Input:
===

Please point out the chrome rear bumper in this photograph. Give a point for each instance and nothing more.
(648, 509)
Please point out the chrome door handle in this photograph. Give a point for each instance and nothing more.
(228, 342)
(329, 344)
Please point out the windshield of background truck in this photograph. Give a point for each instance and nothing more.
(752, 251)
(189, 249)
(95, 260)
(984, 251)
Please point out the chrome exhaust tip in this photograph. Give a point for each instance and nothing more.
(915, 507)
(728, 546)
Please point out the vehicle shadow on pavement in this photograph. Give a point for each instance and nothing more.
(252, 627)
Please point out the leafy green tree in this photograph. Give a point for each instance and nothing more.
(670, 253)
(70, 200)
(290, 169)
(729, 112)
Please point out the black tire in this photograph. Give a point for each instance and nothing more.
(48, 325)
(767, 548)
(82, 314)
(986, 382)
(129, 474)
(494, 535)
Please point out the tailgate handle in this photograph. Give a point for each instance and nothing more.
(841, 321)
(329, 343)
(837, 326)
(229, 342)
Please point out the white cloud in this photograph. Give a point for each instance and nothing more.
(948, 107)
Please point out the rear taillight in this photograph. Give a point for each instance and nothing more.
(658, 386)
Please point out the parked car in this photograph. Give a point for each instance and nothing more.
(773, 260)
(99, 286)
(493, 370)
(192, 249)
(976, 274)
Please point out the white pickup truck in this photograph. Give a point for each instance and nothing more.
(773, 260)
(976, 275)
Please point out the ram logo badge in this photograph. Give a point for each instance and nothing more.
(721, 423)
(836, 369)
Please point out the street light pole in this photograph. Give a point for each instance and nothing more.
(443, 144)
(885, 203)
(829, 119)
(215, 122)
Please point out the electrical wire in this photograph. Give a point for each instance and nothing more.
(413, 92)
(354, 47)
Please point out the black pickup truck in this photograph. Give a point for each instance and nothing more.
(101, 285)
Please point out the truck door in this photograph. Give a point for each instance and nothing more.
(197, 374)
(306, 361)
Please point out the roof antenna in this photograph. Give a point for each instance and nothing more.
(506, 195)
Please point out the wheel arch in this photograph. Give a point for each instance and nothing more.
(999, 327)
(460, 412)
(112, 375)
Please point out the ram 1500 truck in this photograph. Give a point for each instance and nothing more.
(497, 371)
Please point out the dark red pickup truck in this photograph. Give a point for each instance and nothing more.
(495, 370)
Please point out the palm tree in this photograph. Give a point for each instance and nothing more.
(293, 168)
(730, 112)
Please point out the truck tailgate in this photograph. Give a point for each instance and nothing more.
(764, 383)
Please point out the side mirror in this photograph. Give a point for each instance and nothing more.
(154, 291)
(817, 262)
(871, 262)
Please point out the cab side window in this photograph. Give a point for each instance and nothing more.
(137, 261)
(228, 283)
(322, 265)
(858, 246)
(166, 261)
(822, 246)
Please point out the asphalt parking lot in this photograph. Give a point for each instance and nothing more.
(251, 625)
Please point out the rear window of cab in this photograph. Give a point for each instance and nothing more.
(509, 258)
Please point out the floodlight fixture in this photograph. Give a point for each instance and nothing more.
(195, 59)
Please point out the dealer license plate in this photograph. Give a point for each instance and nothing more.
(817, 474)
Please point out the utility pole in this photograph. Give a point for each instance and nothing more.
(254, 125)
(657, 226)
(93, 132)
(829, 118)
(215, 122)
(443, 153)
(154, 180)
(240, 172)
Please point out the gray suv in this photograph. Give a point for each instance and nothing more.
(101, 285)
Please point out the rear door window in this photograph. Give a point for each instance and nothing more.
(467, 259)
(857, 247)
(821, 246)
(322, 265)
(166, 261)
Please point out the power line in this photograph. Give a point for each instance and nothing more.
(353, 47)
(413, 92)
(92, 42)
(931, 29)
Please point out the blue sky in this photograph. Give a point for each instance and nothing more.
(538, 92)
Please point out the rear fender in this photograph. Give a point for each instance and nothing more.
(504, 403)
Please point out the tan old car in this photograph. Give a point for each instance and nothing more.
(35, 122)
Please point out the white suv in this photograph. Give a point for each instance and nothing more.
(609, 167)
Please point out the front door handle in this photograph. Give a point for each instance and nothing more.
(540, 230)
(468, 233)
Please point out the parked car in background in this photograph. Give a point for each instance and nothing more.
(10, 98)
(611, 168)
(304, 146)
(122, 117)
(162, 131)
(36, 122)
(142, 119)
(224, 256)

===

About this task: Reproduce each entry above character for character.

Result of the exercise:
Please point out the chrome rear bumper in this photograph. Give a point for each instance and nothing more.
(648, 509)
Please point out the chrome door handle in this photograph. Give a point for each instance and nothing more.
(228, 342)
(329, 344)
Please point out the windshield of background truck in this photograph. Give a point for each instance and nothing more.
(752, 251)
(189, 249)
(95, 260)
(984, 251)
Please point out the chrome exhaust tip in this photograph. Give a point for each instance and nothing more.
(915, 507)
(728, 546)
Please point out the vehicle shadow on pavement in this photograph. Give a point for each instance and nothing more.
(252, 627)
Please point out the leafy green tree in this photograph. Give a point for each instance and nothing more.
(670, 253)
(70, 200)
(290, 169)
(729, 112)
Please point out the black tire in this photograph. Give a point for each instance and nothing more.
(48, 325)
(767, 548)
(82, 314)
(986, 382)
(129, 474)
(494, 535)
Please point out the tailgate handle in this photograph. Give a point for each instance and nothing more.
(841, 321)
(329, 343)
(837, 326)
(229, 342)
Please point out the white cloud in this photograph. Give a point for each instance and nothing more.
(948, 107)
Please point out the rear taillight in this photograph. Give a point for each instance and nothing more.
(658, 386)
Please point out the parked car in this photograph. Give a point for each instance and nothing more.
(773, 260)
(99, 286)
(493, 370)
(192, 249)
(976, 274)
Please point out the white pickup truck in this photograph. Give a point for each instance and nothing more.
(773, 260)
(976, 275)
Please point out the ram logo badge in this photograph. Give a point for each instance and nothing more.
(721, 423)
(836, 369)
Please point out the street light pole in this photograph. Give a point for each instance and nothing more.
(443, 144)
(885, 203)
(829, 119)
(215, 122)
Please point out the electrical wire in this photograph. Give a point for each instance and nothing more.
(413, 92)
(354, 47)
Please point out the black pickup truck in this photograph. Give a point for each instance and nothing more.
(101, 285)
Please point out the truck door in this photograph. Give a point for each instance and nothing more.
(197, 374)
(306, 361)
Please point out the roof antenna in this photograph. Give a point for each instance and nothing more.
(506, 195)
Please point out the wheel arch in this photograph. Give a point for each instance and nothing more.
(999, 327)
(460, 412)
(112, 375)
Please point out the ram 1500 truck in this photograph. Give a point for each instance and nothing more.
(497, 371)
Please point out the dark red pickup truck in this photograph. Give a point for each instance and nothing more.
(495, 370)
Please point out the palm tree in this photograph. Give a point for each instance and nothing more.
(293, 168)
(730, 112)
Please point out the truck tailgate in this photograph. Give a point for each instance and nothing more.
(764, 383)
Please point out the side mirror in this photograph. Give a point for each instance and nothing more.
(154, 291)
(817, 262)
(871, 262)
Please point out the cab side window in this photograph. Give a point for each instance and nothing more.
(137, 261)
(228, 283)
(322, 265)
(858, 246)
(166, 261)
(822, 246)
Please point out the asphalt parking lot in this photograph. Give a point for each instance and nothing more.
(251, 625)
Please point out the rear window of cab in this photograph. Give a point for each instance and nothing more.
(509, 258)
Please point out the floodlight fixture in this photograph. Give a point for each instance and nothing more.
(195, 59)
Please point out the dealer license plate in this photograph. Give a point for each instance and nothing more.
(817, 474)
Please point out the utility pole in this photograph. Give a point for each instance and nothing more.
(254, 125)
(657, 226)
(93, 132)
(829, 118)
(215, 122)
(443, 153)
(154, 180)
(240, 172)
Please point out the gray suv in this photograph. Give a point for each instance and nothing more.
(101, 285)
Please point out the rear door window in this photograph. Give a point for each instance and nothing more.
(467, 259)
(857, 247)
(821, 246)
(322, 265)
(166, 261)
Please point out the power line in this photograph. Give a point for each instance and nothing more.
(353, 47)
(413, 92)
(92, 42)
(931, 29)
Please point out the blue sky in this photograph. Give a point for each instance and nothing more.
(538, 92)
Please point out the rear fender in this photograph. Give a point for each instance and nothing more.
(504, 403)
Please point out the tan old car in this photograph. Give a point for each instance and nothing more.
(35, 122)
Please point out the white suv in this photograph. Give a point for each instance and nothing more.
(609, 167)
Please point out the front door handle in this photograph. Give a point for each instance and nothing more.
(540, 230)
(468, 233)
Please point out the parked car in background in this photograph. Give a point for each instance and nothing more.
(10, 98)
(611, 168)
(304, 146)
(122, 117)
(162, 131)
(36, 122)
(142, 119)
(224, 256)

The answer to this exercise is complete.